» **Task**: Rewrite the full material exactly; no line may be skipped.

------ Records provided

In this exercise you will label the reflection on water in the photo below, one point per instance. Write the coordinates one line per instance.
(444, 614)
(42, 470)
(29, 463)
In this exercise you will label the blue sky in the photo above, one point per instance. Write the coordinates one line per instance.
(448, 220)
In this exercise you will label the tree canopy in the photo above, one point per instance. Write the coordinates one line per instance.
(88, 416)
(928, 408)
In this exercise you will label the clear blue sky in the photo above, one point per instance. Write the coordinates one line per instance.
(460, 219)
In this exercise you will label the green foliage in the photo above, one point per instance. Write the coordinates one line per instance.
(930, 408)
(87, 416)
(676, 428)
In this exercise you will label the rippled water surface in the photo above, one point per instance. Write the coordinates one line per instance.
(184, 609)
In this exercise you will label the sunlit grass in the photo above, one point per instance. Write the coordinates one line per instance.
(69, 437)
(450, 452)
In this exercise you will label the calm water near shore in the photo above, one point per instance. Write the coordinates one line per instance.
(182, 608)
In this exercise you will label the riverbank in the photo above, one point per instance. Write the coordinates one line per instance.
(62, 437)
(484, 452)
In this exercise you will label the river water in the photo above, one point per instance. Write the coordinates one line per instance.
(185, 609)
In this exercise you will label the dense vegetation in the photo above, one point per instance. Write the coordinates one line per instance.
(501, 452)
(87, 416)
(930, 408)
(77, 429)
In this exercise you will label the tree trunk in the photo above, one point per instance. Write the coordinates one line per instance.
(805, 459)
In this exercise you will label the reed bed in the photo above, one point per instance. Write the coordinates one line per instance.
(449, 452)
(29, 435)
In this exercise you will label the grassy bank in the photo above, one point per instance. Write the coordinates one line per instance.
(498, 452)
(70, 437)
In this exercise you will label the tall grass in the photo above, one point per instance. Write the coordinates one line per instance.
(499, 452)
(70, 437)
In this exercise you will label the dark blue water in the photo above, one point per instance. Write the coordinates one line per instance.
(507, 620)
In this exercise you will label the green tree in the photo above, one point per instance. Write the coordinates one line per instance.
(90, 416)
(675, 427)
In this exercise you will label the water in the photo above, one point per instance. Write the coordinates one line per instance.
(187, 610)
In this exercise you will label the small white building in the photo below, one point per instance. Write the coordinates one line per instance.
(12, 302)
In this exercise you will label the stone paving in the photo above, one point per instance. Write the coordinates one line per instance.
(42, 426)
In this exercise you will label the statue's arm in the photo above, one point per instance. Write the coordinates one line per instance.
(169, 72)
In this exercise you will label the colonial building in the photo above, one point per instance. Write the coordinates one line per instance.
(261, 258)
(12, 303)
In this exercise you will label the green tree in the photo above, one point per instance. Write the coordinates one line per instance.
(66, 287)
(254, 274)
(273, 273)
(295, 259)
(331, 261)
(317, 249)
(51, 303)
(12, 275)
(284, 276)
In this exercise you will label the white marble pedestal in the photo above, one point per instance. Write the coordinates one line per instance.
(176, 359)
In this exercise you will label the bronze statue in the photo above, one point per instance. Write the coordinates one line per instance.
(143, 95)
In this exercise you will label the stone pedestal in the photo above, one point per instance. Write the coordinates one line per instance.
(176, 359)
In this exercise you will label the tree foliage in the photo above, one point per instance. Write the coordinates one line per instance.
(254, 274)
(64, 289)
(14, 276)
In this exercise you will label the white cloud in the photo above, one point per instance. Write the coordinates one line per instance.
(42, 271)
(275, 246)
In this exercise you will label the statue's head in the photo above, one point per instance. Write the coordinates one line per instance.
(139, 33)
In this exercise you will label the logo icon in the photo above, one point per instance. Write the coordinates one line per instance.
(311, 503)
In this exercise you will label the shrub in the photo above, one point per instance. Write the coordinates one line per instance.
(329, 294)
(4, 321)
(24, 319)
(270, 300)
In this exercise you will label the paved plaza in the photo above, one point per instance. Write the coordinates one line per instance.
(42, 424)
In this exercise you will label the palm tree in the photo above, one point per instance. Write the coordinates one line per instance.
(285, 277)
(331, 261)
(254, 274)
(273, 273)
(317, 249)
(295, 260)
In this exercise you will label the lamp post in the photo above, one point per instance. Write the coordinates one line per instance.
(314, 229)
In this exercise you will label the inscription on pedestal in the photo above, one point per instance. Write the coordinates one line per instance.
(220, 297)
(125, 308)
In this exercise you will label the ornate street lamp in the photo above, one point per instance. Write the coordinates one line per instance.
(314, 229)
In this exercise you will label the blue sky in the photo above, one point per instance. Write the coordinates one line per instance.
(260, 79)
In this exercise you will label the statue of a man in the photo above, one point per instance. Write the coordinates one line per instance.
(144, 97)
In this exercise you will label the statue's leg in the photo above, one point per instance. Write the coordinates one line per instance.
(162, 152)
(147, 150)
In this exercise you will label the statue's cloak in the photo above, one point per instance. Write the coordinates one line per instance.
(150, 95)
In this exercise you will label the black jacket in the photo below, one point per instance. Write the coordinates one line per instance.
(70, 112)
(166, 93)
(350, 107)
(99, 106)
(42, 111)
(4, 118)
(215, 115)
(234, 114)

------------

» **Response area**:
In this exercise you will label the reflection on water in the photo below, one point per instance. Write the coordinates one line per instance.
(444, 614)
(42, 470)
(29, 463)
In this exercise you will label the blue sky in the photo above, one point per instance. Write the coordinates one line per instance.
(448, 220)
In this exercise you will label the tree canopy in the photo above, one point per instance. Write the coordinates one line per instance.
(88, 416)
(928, 408)
In this exercise you will label the clear blue sky in the photo above, one point per instance. Write the coordinates one line per instance.
(460, 219)
In this exercise you will label the green foliage in the photo above, one point per instance. Write the coordinates one line per instance.
(930, 408)
(87, 416)
(676, 428)
In this exercise you will label the rippled water surface in the photo above, one point per instance. Write the coordinates one line per instance.
(184, 609)
In this exercise you will label the sunlit grass in the photo above, one point per instance. Write the coordinates one line per instance.
(69, 437)
(450, 452)
In this exercise you will label the calm water near shore in the photo above, one point per instance. Write the coordinates one line per instance.
(182, 608)
In this exercise you will label the riverbank in the photo above, one point per instance. Write the coordinates one line per instance.
(62, 437)
(484, 452)
In this exercise you will label the river water in the photo above, one point per instance. Write the coordinates one line per instance.
(185, 609)
In this exercise you will label the dense vegetation in the photo above, one point per instance. Write the coordinates one line per instance.
(501, 452)
(87, 416)
(930, 408)
(77, 429)
In this exercise you will label the tree trunk in the photo above, one point per instance. Write the coordinates one line per instance.
(805, 459)
In this exercise you will label the reed bed in the photo above, one point per instance. Write the coordinates one line per instance.
(449, 452)
(29, 435)
In this exercise you will label the grassy bank in the photo above, one point per instance. Write the coordinates one line per instance.
(498, 452)
(70, 437)
In this exercise you will label the tall grass in the photo above, one point per instance. Write the coordinates one line per instance.
(499, 452)
(70, 437)
In this exercise you will label the dark blue water in the photo above, one point per instance. Write the coordinates one line per instance.
(507, 620)
In this exercise you will label the green tree in the photo above, one point per instance. Write the coordinates one line per instance.
(90, 416)
(675, 427)
In this exercise you will label the water in the photo above, one point per instance. Write the coordinates one line per instance.
(187, 610)
In this exercise you will label the small white building in the photo below, one point per instance. Write the coordinates one line per instance.
(12, 302)
In this exercise you will label the stone paving in the photo above, one point per instance. Write the coordinates one line per instance.
(42, 426)
In this exercise you will label the statue's arm in the photo above, one point per instance. Write the coordinates one line per instance.
(169, 72)
In this exercise you will label the colonial building in the photo above, one point per instance. Write the coordinates one line per instance.
(261, 258)
(12, 303)
In this exercise you will label the green tree in the photo above, one point per instance. Write the coordinates one line per instance.
(66, 287)
(254, 274)
(273, 273)
(295, 259)
(331, 261)
(317, 249)
(51, 303)
(12, 275)
(284, 276)
In this exercise you will label the white marble pedestal in the photo above, one point per instance. Write the coordinates one line per instance.
(176, 359)
In this exercise you will label the bronze statue in the photo above, one point per instance. Write the coordinates one line per instance.
(143, 95)
In this exercise you will label the stone pedestal in the photo above, one point per instance. Write the coordinates one line per instance.
(176, 359)
In this exercise you will label the tree foliage in the photo above, one point per instance. Write the coordinates one line per instance.
(254, 274)
(64, 289)
(14, 276)
In this exercise you will label the white cloud in the photo above, one point per instance. Write the coordinates one line per instance.
(42, 271)
(275, 246)
In this exercise you will label the statue's head in the photo above, one point per instance. Write the coordinates one line per instance.
(139, 33)
In this exercise you will label the logo icon in the photo above, one point per instance. Write the coordinates one line per instance.
(311, 503)
In this exercise you will label the shrub in the photo above, one point per instance. Write the coordinates one line per instance.
(329, 294)
(4, 321)
(24, 319)
(270, 300)
In this exercise you will label the paved plaza in the photo above, one point per instance. Write the coordinates one line per instance.
(42, 424)
In this exercise you will label the palm tree in the photo above, one point per instance. Write the coordinates one line per instance.
(285, 277)
(331, 261)
(254, 274)
(273, 273)
(317, 249)
(295, 260)
In this exercise you will label the lamp post in the photo above, one point per instance. Write the coordinates one line per instance.
(314, 229)
In this exercise you will label the inscription on pedestal in the photo above, one point per instance. Write the coordinates one line per instance.
(220, 297)
(125, 308)
In this exercise you will label the ornate street lamp in the photo above, one point per instance. Write the coordinates one line per instance.
(314, 229)
In this exercise you will label the blue sky in the photo above, one point per instance. Write the coordinates one line per instance.
(260, 79)
In this exercise you will label the statue of a man in the photo above, one point per instance. Write the coordinates one line per instance.
(144, 97)
In this exercise you will label the statue's leg in the photo above, one point per instance. Write the coordinates one line per instance.
(162, 152)
(147, 150)
In this exercise you will label the statue's cloak in the photo above, one point per instance. Write the coordinates one line per instance.
(150, 95)
In this exercise you will label the black jacket in the photo below, one point per instance. Write the coordinates one line per instance.
(70, 112)
(166, 93)
(350, 107)
(99, 106)
(42, 111)
(4, 118)
(215, 115)
(234, 114)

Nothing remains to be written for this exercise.